= Goal =
Return the whole listing, line for line, without the pictures in it.

-- BEGIN Record extracts --

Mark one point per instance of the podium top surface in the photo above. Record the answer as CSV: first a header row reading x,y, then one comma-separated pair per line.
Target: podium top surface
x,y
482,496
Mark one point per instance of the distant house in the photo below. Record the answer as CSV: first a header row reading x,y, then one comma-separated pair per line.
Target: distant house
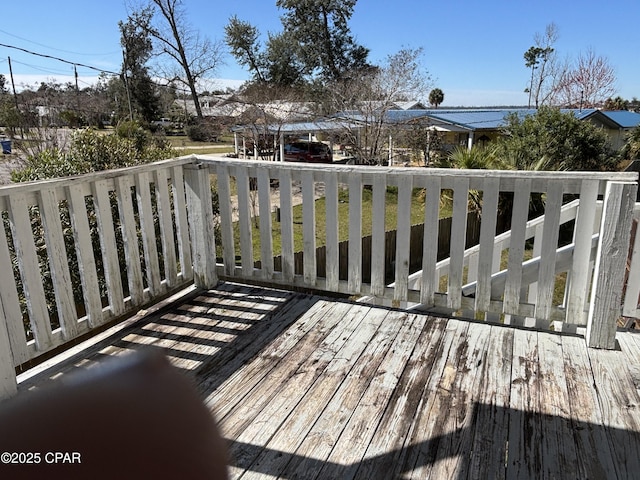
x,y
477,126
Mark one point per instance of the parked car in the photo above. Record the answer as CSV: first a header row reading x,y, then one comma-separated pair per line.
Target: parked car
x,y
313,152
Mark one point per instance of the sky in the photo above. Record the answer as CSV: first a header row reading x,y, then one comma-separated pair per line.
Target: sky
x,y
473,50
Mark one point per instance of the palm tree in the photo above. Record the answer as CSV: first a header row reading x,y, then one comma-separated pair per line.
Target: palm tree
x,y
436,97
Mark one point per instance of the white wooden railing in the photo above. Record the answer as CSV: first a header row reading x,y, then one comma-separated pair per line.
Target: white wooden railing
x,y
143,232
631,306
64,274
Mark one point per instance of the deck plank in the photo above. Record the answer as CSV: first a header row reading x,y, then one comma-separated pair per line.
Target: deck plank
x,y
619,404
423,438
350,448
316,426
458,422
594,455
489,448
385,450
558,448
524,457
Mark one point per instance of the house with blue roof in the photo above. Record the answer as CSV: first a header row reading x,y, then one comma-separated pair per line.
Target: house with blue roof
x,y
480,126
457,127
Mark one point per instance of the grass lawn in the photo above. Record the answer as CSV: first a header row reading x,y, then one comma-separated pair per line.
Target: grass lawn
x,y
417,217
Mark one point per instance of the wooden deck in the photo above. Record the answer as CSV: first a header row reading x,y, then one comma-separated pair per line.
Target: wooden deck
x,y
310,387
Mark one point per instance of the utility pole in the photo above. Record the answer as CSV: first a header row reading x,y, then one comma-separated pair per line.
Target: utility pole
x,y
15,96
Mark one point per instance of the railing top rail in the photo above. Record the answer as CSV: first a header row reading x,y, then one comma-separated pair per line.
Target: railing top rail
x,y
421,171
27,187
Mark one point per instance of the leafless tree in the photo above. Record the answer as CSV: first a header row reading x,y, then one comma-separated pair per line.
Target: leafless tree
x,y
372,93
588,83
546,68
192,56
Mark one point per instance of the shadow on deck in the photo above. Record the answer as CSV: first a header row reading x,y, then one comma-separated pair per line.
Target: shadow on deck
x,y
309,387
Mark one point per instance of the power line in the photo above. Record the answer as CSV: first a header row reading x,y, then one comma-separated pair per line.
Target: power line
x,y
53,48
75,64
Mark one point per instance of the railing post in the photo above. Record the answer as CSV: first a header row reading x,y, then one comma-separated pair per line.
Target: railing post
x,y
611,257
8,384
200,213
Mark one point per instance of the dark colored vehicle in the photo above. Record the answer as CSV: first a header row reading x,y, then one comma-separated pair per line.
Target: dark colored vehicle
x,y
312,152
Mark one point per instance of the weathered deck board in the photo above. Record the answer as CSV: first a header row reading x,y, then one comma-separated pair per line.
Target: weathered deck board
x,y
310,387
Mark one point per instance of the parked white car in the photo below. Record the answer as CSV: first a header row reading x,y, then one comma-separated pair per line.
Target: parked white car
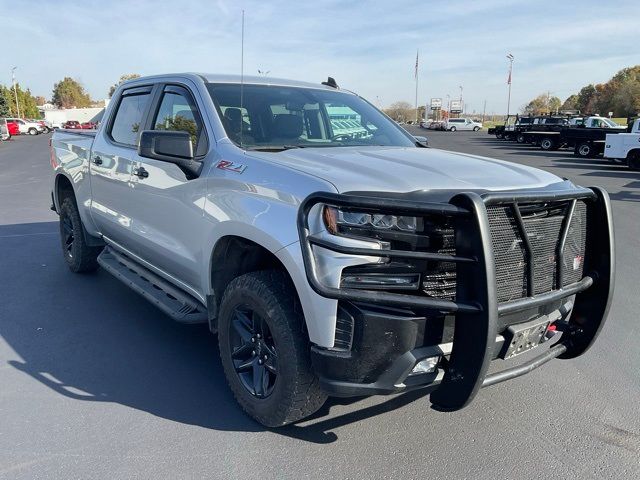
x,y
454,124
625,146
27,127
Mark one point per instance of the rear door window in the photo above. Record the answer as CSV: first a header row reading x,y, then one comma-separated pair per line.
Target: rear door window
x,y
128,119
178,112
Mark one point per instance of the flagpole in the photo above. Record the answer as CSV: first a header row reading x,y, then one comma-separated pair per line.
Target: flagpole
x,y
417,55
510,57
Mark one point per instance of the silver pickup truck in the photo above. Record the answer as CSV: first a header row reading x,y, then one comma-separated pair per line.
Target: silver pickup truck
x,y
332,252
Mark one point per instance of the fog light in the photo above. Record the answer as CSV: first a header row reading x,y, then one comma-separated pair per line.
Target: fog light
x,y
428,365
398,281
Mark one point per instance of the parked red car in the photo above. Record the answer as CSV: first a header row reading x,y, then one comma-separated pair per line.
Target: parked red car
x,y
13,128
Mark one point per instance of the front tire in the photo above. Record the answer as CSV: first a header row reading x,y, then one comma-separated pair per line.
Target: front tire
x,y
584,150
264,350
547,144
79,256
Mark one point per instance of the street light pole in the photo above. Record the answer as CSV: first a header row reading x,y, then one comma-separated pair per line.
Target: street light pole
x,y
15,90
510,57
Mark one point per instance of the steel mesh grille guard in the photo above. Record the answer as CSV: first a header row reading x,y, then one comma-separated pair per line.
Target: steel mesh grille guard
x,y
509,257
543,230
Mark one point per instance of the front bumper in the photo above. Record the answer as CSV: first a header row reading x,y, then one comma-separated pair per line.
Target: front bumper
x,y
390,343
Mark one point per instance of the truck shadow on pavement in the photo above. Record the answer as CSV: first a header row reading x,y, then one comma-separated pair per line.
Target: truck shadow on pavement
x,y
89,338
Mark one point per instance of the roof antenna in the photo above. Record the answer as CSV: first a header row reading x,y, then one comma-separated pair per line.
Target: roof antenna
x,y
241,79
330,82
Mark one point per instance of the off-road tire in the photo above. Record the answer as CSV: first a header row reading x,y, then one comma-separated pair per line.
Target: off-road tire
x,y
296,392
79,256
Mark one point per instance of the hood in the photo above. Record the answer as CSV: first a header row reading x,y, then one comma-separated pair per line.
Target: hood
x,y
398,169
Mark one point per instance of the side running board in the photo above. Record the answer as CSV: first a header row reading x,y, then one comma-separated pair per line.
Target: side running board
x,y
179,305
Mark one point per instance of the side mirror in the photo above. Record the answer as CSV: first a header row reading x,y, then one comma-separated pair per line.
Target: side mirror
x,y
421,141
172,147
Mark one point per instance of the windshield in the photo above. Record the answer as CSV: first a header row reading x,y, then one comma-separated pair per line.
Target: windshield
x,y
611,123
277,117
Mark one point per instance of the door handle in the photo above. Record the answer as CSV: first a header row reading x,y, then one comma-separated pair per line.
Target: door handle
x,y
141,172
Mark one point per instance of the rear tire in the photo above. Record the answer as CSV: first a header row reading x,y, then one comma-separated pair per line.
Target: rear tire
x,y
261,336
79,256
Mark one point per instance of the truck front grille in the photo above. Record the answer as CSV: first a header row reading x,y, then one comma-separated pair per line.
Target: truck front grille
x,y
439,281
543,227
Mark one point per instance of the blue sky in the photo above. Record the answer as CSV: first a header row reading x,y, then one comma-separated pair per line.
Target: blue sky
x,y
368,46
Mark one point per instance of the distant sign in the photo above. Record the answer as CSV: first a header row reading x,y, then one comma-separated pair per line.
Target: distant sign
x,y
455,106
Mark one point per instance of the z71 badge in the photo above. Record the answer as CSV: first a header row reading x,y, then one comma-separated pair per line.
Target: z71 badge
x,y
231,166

-- END Record extracts --

= Response =
Mark one point per instance of the podium top surface in the photo above. Record the answer as CSV: first a header row reading x,y, then one comma-separated pair per line.
Target: podium top surface
x,y
482,496
Mark one point per instance of the distant house in the photo below. Record the answer as CSV: first a header row reading x,y, then one comma-separated pair per line.
Target: distant house
x,y
477,126
Mark one point per instance of the parked car in the photo above. Record the answer as CSV: first a header row reading x,y, then one comma-separated pair per line.
Target: parked car
x,y
313,152
Mark one point per instance of the sky in the photo above. Record the answer as CSV: first a header row reading x,y, then one comma-separated pair per line.
Target: sky
x,y
473,50
Mark one point per instance of the palm tree in the photo above. Record the answer as CSV: first a header row reading x,y, then one comma-separated pair per line.
Target: palm tree
x,y
436,97
Mark one point per instance of the white wooden railing in the photo above. Record the answer as CSV: first a header row reading x,y, then one comma-separated pair per line.
Target: white wooden railing
x,y
143,232
631,306
64,274
Mark one point per instance of the deck plank in the photo above. Record the answer as CSV: first a header row reading x,y, then one comma-separated pair per line.
Target: deck plank
x,y
619,404
423,438
350,448
316,426
458,422
594,455
489,448
385,450
558,448
524,457
Mark one point per instance of the house with blue roof in the photo above. Record the answer as CSV: first a header row reading x,y, then one comma-separated pair per line.
Target: house with blue roof
x,y
480,126
457,127
Mark one point per instance of the grass lawn in the photo above. Record the answer as CSV: first a header row reading x,y, then one comma-separated pair per line.
Target: grass lawn
x,y
417,217
Mark one point per instance of the wooden deck in the photo above. Record the answer as CSV: first a header row reading x,y, then one comma-separated pair per line.
Target: wooden deck
x,y
310,387
Mark one point per instance of the utility pole in the photo above. Record the answer as CSV: first a header row reading x,y, then one comma-separated pair per line.
Target: utility pole
x,y
15,96
Mark one point per instance of the railing top rail in the photo above. Record the answer as CSV: first a header row reading x,y, then one comma-separated pair per line.
Target: railing top rail
x,y
421,171
27,187
Mark one point per instance of the leafless tree in the photo above. Record the answer as CSV: first a header row reading x,y, then one comma-separated pair per line.
Target: leafless tree
x,y
372,93
588,83
546,68
192,56
Mark one point per instance of the shadow on deck in the photo above. Record the answer as CSV: first a header row reading x,y, then one comma-separated pair per line.
Target: shadow on deck
x,y
309,387
Mark one point per instance of the power line in the photo above. Record the answer as CSV: first a header row reading x,y, then one comma-separated pair per line.
Target: power line
x,y
53,48
75,64
Mark one point per instance of the railing post in the photo above. Record the answer as CSV: first a header row reading x,y, then one comma-separated pair per line.
Target: railing post
x,y
611,257
8,384
200,213
Mark one point per instance of the dark colored vehicle in the photo above. Record the answer as CSV: first a header row reading x,y, then one comma-separated pair per line.
Target: dark colored vehicle
x,y
312,152
Mark one point per instance of the weathered deck board in the photo above. Record the answer as CSV: first a header row reading x,y, then one comma-separated pair per line.
Target: weathered deck board
x,y
310,387
Mark one point per instance of the parked white car in the photo below. Record the answer as CSV: first a header row reading x,y, then one comma-separated pair per line.
Target: parked white car
x,y
454,124
625,146
27,127
Mark one point per instance of the rear door window in the photo above. Record the answer as CSV: first a header row reading x,y, then one comma-separated pair per line.
Target: rear door window
x,y
128,119
178,112
Mark one point per instance of the flagpole in the photo above. Record the answer as CSV: first a header row reading x,y, then one comma-separated pair per line.
Target: flagpole
x,y
417,55
510,57
Mark one point per instance of the silver pickup truck in the photo above. Record the answer as CSV: first a header row reading x,y, then one comma-separated pair per line.
Target: silver pickup truck
x,y
332,252
Mark one point per instance of the fog light in the photo above. Record the answer as CSV: first a header row reading x,y, then one comma-separated pair per line.
Target: fog light
x,y
428,365
398,281
Mark one point per instance of the parked red car in the photo above. Record the answer as CSV: first a header row reading x,y, then one comma-separated pair per line.
Target: parked red car
x,y
13,128
Mark one point per instance of the front tire in the photo above. Record the answer as CSV: first a header row reading x,y, then one comma-separated pair per line.
Target: front tire
x,y
584,150
264,350
547,144
79,256
Mark one point per instance of the street light pole in the photo above. Record the answer as CSV: first a header row reading x,y, then one comma-separated pair per line.
Target: street light pole
x,y
15,90
510,57
Mark one point per instance of the steel mesh grille guard in the photo above. Record the answer as CSV: first a header row reading x,y, then one comma-separated pair per line.
Target: steel mesh grille guard
x,y
509,257
543,230
Mark one point per instance of the front bumper in the photo above. Record the answer as CSV: first a header row reading x,y, then one comma-separated pair per line.
Target: front bumper
x,y
390,343
Mark one point per instance of the truck shadow on pavement in the photo above. Record the answer as CSV: first a header row reading x,y, then one comma-separated pair per line.
Target: truck shadow on pavement
x,y
89,338
Mark one point per instance of the roof antenna in the photo above. Record the answer as CSV: first a header row reading x,y, then one comma-separated pair per line.
Target: roof antenna
x,y
241,79
330,82
Mark one point per instance of the off-road tire in the photo above. Record the answer as CSV: first a header row reading x,y, then one comma-separated pair per line.
Target: off-road tire
x,y
296,392
79,256
Mark one point per instance of the hood in the photo above. Record the answer as CSV: first a header row reading x,y, then one comma-separated pair per line.
Target: hood
x,y
398,169
Mark one point per instance of the side running board in the photo above. Record the answer as CSV: first a header row reading x,y, then one comma-separated pair per line.
Target: side running board
x,y
179,305
Mark one point per instance of the side mirror in the photo above. Record the answer as CSV: first a header row reading x,y, then one comma-separated pair per line.
Target: side mirror
x,y
421,141
172,147
Mark one point per instance of the windshield in the photo above. Record the answer as CSV: first a header row reading x,y, then one comma-separated pair per line.
Target: windshield
x,y
611,123
277,117
Mark one point per instance of the door handle in the photo above. Record the answer as CSV: first a header row reading x,y, then one comma-separated pair per line.
Target: door handle
x,y
141,172
Mark one point per instance of the rear tire in the photo above. Record the answer as CSV: first a header row reading x,y, then one comma-separated pair per line.
Target: rear tire
x,y
261,336
79,256
Mark one point per instance of the truck front grille in the photo above. Record the answer as CSV: first a header row reading x,y, then one comma-separated pair per line.
Target: truck front grille
x,y
439,281
543,227
Mark one point per instance of the blue sky in the photo above. Record the answer as CSV: first a header row reading x,y, then one comma-separated pair per line.
Target: blue sky
x,y
368,46
Mark one point per instance of the distant sign in the photo above. Record the answer as CSV: first a header row reading x,y, then one comma-separated pair per line.
Target: distant sign
x,y
455,106
Mark one point per instance of the z71 badge in the photo above. Record the answer as CSV: first a header row reading x,y, then one comma-separated pair per line.
Target: z71 badge
x,y
231,166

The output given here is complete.